Set problem: Carry the polarisation lesson on from its final line.

Polarisation
Sunglasses that cut glare
- Polarising sunglasses block the glare off water and roads.
- Rotate them and the brightness changes — even though the scene hasn't.
- They work by letting light through in just one plane.
What polarisation is
- Polarisation means making a transverse wave vibrate in one plane only.
- A polarising filter passes the part lined up with its axis and blocks the rest.
Polarising a transverse wave means making it vibrate:
A polarising filter passes only the vibration lined up with its axis, leaving the wave in a single plane.
Only transverse waves
- A transverse wave has many planes to choose from, so it can be polarised.
- A longitudinal wave (sound) vibrates along the travel — there is no other plane, so it cannot.
- So: if a wave can be polarised, it must be transverse.
Sound waves can be polarised.
No — sound is longitudinal (it vibrates along the travel), so there is no other plane to pick out.
If a wave can be polarised, it must be ____.
Only transverse waves have vibration directions perpendicular to travel, so only they can be polarised.
Malus's law
- Through a filter at angle $\theta$ to the polarisation: $I = I_0\cos^{2}\theta$.
- $\theta = 0^{\circ}$: all passes. $\theta = 90^{\circ}$: all blocked.

Stored rows:
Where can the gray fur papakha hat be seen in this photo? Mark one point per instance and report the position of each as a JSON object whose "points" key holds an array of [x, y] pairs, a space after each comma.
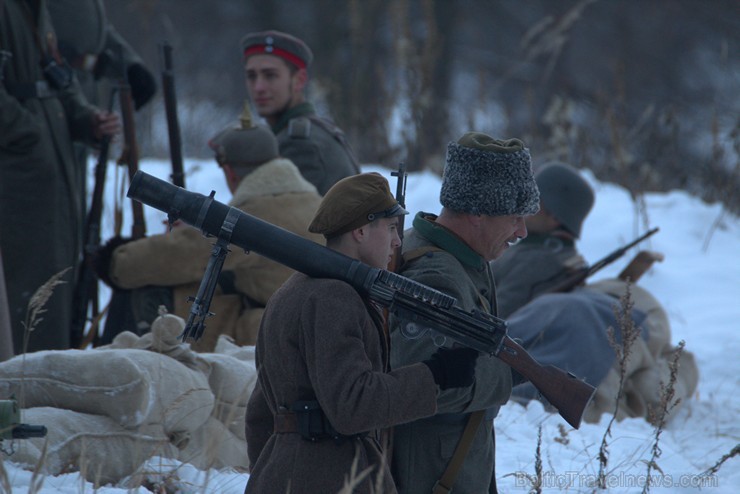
{"points": [[244, 147], [353, 202], [489, 176], [280, 44]]}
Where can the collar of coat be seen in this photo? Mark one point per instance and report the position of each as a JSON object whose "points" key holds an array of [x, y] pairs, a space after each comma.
{"points": [[444, 238], [277, 176], [299, 110]]}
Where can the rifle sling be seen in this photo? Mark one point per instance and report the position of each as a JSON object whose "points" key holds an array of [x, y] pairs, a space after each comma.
{"points": [[445, 483]]}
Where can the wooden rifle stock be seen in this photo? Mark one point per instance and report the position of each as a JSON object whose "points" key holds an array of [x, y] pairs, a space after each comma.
{"points": [[564, 391], [130, 152], [86, 290], [173, 124], [410, 300], [582, 274]]}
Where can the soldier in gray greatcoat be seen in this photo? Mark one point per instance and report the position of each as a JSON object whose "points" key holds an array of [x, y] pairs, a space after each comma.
{"points": [[487, 190], [568, 330], [324, 389], [166, 269], [276, 66], [41, 207]]}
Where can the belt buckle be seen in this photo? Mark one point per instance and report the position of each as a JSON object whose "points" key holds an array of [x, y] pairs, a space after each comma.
{"points": [[43, 90]]}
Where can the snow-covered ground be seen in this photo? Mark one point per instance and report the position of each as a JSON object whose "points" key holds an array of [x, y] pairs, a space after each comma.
{"points": [[699, 285]]}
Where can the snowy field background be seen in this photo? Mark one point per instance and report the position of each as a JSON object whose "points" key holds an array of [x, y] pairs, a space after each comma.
{"points": [[699, 286]]}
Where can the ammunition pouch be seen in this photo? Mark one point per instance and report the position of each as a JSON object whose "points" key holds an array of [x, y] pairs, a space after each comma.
{"points": [[312, 424], [59, 76]]}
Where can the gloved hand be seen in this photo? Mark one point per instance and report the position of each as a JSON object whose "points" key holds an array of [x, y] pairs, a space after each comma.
{"points": [[453, 367], [103, 257], [143, 85]]}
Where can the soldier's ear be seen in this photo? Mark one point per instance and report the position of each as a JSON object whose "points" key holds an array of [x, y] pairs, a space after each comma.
{"points": [[300, 79]]}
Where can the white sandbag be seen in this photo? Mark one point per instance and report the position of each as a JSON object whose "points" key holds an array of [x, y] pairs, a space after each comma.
{"points": [[100, 449], [231, 381], [132, 387], [214, 446]]}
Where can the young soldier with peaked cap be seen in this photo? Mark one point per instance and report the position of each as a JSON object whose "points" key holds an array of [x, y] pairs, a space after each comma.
{"points": [[487, 190], [322, 359], [276, 66], [568, 330], [167, 269]]}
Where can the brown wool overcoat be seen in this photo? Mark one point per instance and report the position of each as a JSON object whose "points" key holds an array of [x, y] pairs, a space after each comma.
{"points": [[275, 192], [318, 341]]}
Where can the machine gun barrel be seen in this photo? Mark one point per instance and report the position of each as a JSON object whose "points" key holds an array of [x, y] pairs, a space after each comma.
{"points": [[412, 302]]}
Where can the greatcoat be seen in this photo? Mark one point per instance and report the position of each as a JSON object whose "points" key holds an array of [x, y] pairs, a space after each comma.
{"points": [[275, 192], [41, 206], [528, 269], [317, 146], [318, 341], [423, 448]]}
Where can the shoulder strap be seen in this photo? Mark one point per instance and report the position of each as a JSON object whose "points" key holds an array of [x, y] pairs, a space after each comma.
{"points": [[299, 128], [337, 134], [445, 483], [414, 254]]}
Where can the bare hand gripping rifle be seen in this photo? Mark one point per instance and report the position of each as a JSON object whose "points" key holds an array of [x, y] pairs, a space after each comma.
{"points": [[406, 299]]}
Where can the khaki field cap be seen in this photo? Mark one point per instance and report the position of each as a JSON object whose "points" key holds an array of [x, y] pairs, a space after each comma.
{"points": [[279, 44], [353, 202]]}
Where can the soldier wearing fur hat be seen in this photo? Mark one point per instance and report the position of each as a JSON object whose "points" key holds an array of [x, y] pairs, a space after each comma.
{"points": [[324, 388], [487, 191], [568, 330], [548, 255], [165, 269], [276, 66]]}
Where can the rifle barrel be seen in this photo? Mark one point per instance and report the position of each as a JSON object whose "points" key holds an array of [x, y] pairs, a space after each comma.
{"points": [[404, 297], [173, 124]]}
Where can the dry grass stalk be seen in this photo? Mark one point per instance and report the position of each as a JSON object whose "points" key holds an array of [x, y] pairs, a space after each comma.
{"points": [[537, 479], [715, 468], [623, 314], [35, 310], [660, 417]]}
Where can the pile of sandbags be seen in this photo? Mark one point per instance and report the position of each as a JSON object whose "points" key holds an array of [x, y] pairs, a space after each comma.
{"points": [[109, 409]]}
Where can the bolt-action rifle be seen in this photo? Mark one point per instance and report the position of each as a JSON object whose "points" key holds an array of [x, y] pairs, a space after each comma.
{"points": [[130, 152], [584, 273], [409, 301], [86, 290], [120, 300], [170, 106]]}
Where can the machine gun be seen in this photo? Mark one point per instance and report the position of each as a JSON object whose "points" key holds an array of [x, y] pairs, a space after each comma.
{"points": [[10, 423], [418, 305]]}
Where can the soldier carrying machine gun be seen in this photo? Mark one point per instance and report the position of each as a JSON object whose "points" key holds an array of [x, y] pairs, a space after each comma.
{"points": [[411, 301]]}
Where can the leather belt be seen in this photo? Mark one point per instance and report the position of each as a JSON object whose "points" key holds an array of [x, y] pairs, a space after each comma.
{"points": [[285, 423], [30, 90]]}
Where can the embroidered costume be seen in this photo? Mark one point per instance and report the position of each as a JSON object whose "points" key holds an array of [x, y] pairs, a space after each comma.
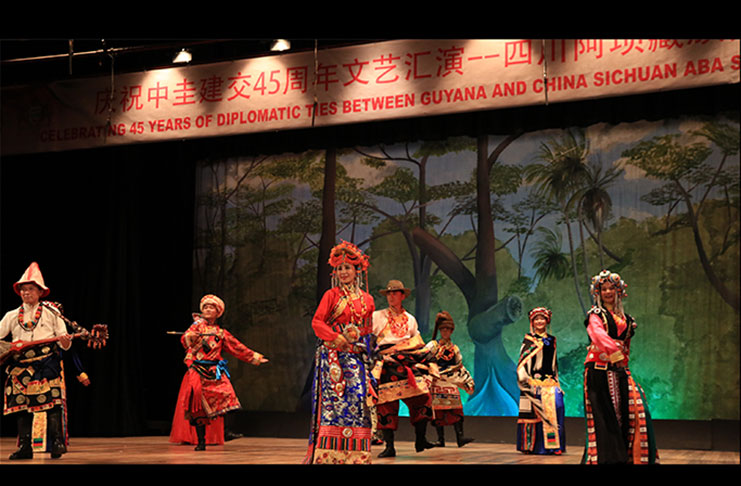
{"points": [[446, 398], [402, 371], [342, 390], [619, 427], [206, 393], [540, 423], [35, 388]]}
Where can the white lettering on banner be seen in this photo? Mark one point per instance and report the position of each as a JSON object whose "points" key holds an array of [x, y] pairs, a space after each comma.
{"points": [[373, 82]]}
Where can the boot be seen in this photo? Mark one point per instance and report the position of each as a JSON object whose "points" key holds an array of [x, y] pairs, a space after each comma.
{"points": [[54, 417], [458, 427], [201, 434], [420, 441], [388, 438], [25, 451], [440, 437]]}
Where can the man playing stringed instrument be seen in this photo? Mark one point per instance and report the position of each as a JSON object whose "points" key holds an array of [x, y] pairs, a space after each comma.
{"points": [[35, 388]]}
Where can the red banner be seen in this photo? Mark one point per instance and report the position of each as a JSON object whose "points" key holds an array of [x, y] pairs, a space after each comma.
{"points": [[372, 82]]}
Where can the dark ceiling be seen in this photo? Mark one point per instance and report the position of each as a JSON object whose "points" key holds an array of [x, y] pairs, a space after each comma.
{"points": [[27, 61]]}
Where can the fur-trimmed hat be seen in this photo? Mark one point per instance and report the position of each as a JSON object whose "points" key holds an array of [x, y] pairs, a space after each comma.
{"points": [[32, 275], [346, 252], [395, 285]]}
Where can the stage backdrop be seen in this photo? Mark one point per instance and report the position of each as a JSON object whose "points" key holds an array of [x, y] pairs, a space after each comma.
{"points": [[655, 201]]}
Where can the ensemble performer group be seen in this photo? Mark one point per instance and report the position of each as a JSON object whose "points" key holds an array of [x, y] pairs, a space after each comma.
{"points": [[366, 362]]}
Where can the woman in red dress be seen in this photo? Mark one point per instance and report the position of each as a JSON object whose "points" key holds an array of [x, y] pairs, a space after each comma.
{"points": [[619, 426], [206, 393], [341, 419]]}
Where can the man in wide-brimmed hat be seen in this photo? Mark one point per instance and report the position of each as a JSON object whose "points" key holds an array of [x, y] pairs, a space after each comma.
{"points": [[35, 389], [402, 349]]}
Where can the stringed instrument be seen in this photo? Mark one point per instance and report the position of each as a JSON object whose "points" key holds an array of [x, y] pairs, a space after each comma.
{"points": [[96, 338]]}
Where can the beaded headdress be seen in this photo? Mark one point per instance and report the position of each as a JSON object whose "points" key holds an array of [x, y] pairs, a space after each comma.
{"points": [[32, 275], [607, 276], [346, 252], [216, 301], [443, 319], [539, 311]]}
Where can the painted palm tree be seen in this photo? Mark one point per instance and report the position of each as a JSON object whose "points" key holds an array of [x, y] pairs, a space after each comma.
{"points": [[595, 203], [558, 176]]}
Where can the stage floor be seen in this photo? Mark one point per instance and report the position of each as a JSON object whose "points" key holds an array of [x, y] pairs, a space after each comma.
{"points": [[278, 451]]}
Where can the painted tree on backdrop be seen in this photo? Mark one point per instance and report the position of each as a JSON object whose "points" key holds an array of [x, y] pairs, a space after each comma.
{"points": [[565, 177], [691, 179]]}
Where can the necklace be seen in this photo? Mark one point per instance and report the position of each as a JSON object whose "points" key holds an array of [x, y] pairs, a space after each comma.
{"points": [[352, 294], [29, 326], [397, 322]]}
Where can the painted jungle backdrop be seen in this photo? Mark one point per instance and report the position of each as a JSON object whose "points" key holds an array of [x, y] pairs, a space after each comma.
{"points": [[488, 228]]}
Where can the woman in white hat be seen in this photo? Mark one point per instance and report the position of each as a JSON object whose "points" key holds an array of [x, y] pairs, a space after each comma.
{"points": [[42, 406], [206, 393], [446, 397], [619, 427], [540, 423]]}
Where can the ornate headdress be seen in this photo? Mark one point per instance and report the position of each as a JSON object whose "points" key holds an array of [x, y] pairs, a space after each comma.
{"points": [[216, 301], [540, 311], [346, 252], [395, 285], [32, 275], [607, 276], [443, 319]]}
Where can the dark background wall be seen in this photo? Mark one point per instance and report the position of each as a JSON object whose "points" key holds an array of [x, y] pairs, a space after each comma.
{"points": [[112, 230]]}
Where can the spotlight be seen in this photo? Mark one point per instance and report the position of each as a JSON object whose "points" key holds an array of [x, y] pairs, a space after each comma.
{"points": [[280, 45], [182, 57]]}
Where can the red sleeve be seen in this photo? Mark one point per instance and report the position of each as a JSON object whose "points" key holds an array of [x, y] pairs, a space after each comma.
{"points": [[322, 315], [599, 336], [236, 348]]}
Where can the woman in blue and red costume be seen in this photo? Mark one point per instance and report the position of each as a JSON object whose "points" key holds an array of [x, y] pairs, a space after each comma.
{"points": [[619, 428], [206, 393], [540, 424], [341, 426]]}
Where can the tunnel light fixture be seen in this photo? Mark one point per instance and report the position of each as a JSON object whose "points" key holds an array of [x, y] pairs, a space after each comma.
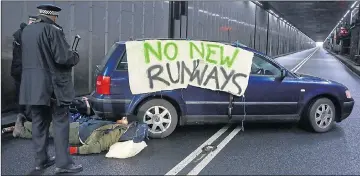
{"points": [[352, 6], [347, 12], [258, 3]]}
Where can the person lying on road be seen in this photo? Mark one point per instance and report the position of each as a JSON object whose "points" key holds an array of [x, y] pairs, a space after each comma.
{"points": [[94, 136]]}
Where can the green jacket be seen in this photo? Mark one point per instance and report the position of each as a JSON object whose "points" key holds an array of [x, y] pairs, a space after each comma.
{"points": [[102, 138]]}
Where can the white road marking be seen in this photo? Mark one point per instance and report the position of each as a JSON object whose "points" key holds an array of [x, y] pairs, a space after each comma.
{"points": [[197, 169], [299, 65], [195, 153]]}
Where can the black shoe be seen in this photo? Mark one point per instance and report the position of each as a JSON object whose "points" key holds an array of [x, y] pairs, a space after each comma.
{"points": [[48, 163], [71, 169], [19, 125]]}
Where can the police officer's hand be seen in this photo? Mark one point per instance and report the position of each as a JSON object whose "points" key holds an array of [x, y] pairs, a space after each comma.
{"points": [[76, 54]]}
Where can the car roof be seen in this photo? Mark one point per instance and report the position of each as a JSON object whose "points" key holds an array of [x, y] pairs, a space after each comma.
{"points": [[236, 44]]}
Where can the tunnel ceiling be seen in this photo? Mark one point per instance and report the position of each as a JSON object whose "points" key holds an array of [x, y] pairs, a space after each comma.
{"points": [[316, 19]]}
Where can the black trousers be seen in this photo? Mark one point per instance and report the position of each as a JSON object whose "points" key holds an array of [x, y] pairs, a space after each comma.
{"points": [[24, 109], [41, 118]]}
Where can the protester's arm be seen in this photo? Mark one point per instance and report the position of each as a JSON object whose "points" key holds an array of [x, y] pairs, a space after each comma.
{"points": [[63, 55]]}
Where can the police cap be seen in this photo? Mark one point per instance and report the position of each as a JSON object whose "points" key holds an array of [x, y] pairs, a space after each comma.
{"points": [[48, 9], [33, 17]]}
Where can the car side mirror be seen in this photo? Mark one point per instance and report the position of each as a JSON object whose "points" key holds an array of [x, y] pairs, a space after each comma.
{"points": [[283, 74]]}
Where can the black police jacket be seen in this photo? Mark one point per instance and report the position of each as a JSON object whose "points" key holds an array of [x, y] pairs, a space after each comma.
{"points": [[16, 62], [46, 65]]}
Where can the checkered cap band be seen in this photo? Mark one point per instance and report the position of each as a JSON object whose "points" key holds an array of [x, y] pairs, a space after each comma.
{"points": [[49, 12]]}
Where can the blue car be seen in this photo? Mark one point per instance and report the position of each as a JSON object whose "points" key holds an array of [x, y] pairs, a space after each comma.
{"points": [[273, 93]]}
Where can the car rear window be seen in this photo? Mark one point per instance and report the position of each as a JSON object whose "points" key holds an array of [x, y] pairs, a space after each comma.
{"points": [[108, 54]]}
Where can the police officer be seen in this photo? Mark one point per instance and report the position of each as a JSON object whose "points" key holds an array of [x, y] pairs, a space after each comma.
{"points": [[16, 64], [47, 86]]}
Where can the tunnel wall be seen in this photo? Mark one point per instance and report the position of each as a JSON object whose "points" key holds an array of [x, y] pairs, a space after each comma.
{"points": [[101, 23]]}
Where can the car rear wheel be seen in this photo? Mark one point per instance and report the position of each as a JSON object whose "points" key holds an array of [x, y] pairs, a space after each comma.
{"points": [[321, 115], [161, 117]]}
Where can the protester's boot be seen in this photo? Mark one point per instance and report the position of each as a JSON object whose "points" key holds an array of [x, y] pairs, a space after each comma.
{"points": [[19, 125], [71, 169]]}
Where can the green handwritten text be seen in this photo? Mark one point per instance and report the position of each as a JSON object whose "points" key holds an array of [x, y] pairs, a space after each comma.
{"points": [[167, 45], [194, 47], [148, 48]]}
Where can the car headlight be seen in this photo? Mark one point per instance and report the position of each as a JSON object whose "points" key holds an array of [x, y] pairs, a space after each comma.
{"points": [[347, 93]]}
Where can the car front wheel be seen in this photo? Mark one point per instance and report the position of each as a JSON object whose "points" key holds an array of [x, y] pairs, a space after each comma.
{"points": [[161, 117], [321, 115]]}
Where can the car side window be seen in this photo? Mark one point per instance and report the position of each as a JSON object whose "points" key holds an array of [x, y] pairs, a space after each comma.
{"points": [[260, 66], [122, 65]]}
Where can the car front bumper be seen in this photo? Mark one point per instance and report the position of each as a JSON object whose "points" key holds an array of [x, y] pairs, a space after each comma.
{"points": [[346, 109]]}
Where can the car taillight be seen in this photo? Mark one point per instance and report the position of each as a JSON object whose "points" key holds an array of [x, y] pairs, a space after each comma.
{"points": [[103, 85], [348, 95]]}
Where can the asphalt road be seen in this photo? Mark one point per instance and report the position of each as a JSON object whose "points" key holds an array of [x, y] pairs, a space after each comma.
{"points": [[260, 149]]}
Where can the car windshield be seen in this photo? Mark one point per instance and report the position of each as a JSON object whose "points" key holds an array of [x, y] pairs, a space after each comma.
{"points": [[106, 58]]}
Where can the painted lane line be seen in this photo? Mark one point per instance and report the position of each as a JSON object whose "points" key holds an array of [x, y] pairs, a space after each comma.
{"points": [[196, 152], [305, 61], [197, 169], [299, 65], [302, 61]]}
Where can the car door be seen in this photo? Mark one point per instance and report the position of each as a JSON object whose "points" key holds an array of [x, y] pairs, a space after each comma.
{"points": [[267, 95], [205, 102]]}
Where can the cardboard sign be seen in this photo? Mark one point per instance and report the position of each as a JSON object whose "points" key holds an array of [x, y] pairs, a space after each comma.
{"points": [[156, 65]]}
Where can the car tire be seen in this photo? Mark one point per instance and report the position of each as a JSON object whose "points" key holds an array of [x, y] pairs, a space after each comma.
{"points": [[321, 115], [168, 121]]}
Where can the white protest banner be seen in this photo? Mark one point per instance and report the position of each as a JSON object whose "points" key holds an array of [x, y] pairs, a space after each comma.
{"points": [[156, 65]]}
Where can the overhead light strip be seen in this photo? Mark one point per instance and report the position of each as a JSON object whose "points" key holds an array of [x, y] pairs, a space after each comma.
{"points": [[347, 12]]}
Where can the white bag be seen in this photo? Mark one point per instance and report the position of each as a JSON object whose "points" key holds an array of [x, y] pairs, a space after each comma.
{"points": [[125, 149]]}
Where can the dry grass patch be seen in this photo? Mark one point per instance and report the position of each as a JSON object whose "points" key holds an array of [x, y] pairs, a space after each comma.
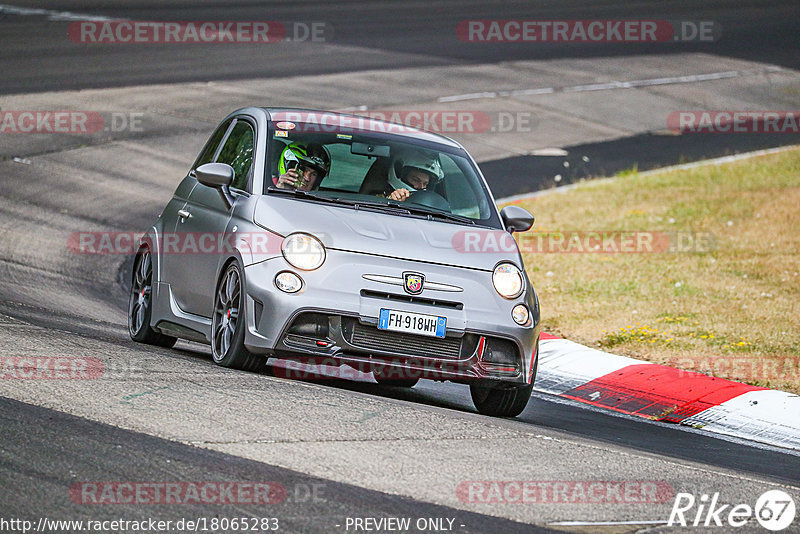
{"points": [[726, 304]]}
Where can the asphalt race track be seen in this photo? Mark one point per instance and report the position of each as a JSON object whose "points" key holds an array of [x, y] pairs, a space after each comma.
{"points": [[161, 416]]}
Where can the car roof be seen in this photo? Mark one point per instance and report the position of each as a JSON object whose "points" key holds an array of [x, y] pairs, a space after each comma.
{"points": [[365, 124]]}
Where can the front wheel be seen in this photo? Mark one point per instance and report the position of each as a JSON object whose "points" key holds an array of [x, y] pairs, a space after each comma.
{"points": [[506, 402], [140, 304], [228, 324]]}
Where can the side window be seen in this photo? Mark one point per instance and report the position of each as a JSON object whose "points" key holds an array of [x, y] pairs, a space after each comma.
{"points": [[238, 153], [207, 155]]}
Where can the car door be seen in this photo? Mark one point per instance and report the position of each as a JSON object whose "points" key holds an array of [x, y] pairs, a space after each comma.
{"points": [[204, 220], [173, 264]]}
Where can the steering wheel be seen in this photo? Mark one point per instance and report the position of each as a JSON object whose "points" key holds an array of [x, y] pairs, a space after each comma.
{"points": [[429, 199]]}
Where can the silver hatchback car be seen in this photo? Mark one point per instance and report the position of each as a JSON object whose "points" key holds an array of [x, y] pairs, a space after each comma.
{"points": [[334, 239]]}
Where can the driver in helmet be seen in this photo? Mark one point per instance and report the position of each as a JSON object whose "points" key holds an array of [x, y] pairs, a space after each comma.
{"points": [[416, 171], [302, 166]]}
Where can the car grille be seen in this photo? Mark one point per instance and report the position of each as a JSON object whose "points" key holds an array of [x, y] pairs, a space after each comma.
{"points": [[370, 338]]}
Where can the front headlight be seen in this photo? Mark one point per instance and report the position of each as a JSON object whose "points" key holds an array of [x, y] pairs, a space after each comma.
{"points": [[507, 280], [303, 251]]}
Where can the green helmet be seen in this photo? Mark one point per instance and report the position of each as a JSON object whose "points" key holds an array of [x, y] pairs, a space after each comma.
{"points": [[313, 155]]}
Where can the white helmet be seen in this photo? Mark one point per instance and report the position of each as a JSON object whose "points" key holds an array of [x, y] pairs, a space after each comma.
{"points": [[404, 162]]}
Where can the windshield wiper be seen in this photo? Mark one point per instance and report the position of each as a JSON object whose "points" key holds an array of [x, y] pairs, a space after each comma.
{"points": [[299, 193], [391, 206], [436, 213]]}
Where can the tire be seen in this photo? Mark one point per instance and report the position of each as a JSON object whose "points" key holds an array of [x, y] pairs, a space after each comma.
{"points": [[228, 323], [506, 402], [140, 303], [384, 378]]}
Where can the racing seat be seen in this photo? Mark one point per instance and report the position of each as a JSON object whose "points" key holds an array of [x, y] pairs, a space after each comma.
{"points": [[376, 180]]}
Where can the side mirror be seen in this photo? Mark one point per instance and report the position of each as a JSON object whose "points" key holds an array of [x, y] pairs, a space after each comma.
{"points": [[220, 177], [516, 219]]}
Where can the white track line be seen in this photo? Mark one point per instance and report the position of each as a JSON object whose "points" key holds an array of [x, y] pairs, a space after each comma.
{"points": [[6, 9], [692, 165], [692, 78]]}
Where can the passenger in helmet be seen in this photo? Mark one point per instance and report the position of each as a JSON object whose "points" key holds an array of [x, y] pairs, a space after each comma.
{"points": [[302, 166], [413, 171]]}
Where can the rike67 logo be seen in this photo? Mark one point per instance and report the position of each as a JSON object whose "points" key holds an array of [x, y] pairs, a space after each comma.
{"points": [[774, 510]]}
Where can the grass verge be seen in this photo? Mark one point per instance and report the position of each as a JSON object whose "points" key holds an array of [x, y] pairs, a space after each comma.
{"points": [[696, 268]]}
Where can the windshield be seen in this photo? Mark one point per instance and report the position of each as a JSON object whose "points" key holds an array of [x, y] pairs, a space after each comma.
{"points": [[383, 171]]}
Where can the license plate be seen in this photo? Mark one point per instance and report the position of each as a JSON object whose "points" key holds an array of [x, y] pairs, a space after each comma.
{"points": [[412, 323]]}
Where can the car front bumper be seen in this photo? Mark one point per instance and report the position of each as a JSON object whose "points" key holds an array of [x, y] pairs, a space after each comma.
{"points": [[334, 318]]}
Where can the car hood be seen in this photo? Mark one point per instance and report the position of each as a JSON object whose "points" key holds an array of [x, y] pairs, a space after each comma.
{"points": [[372, 232]]}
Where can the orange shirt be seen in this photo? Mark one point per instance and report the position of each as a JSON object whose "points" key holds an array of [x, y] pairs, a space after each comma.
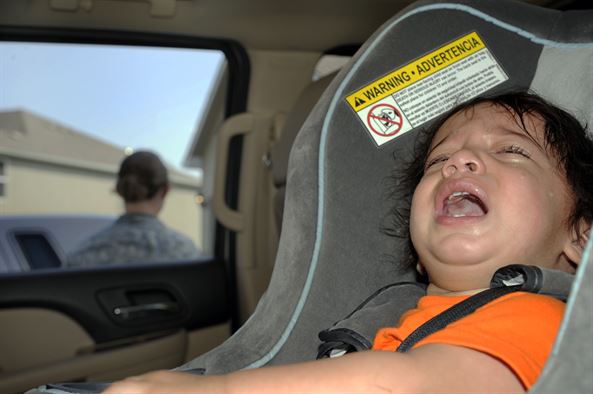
{"points": [[518, 329]]}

Result of the exercise:
Polarised light of intensity $100\ \dfrac{\text{W}}{\text{m}^2}$ meets a filter at $60^{\circ}$ to its plane. What intensity gets through?
$I = I_0\cos^{2}\theta = 100 \times \cos^{2}60^{\circ} = 100 \times 0.25 = 25\ \dfrac{\text{W}}{\text{m}^2}$.
Worked example
- Polarised light of intensity $I_0$ meets a filter at $\theta = 60^{\circ}$.
- $I = I_0\cos^{2}60^{\circ} = I_0 \times (0.5)^{2} = \dfrac{I_0}{4}$.
- Two crossed filters ($90^{\circ}$) let through nothing at all.
Two polarising filters are crossed at $90^{\circ}$. How much light gets through?
$I = I_0\cos^{2}90^{\circ} = 0$ — crossed filters block the light completely.
You've got it
- polarisation = vibrating in one plane; only transverse waves can do it
- it is a test: if it can be polarised, it must be transverse (sound cannot)
- Malus's law: $I = I_0\cos^{2}\theta$ (crossed filters block all light)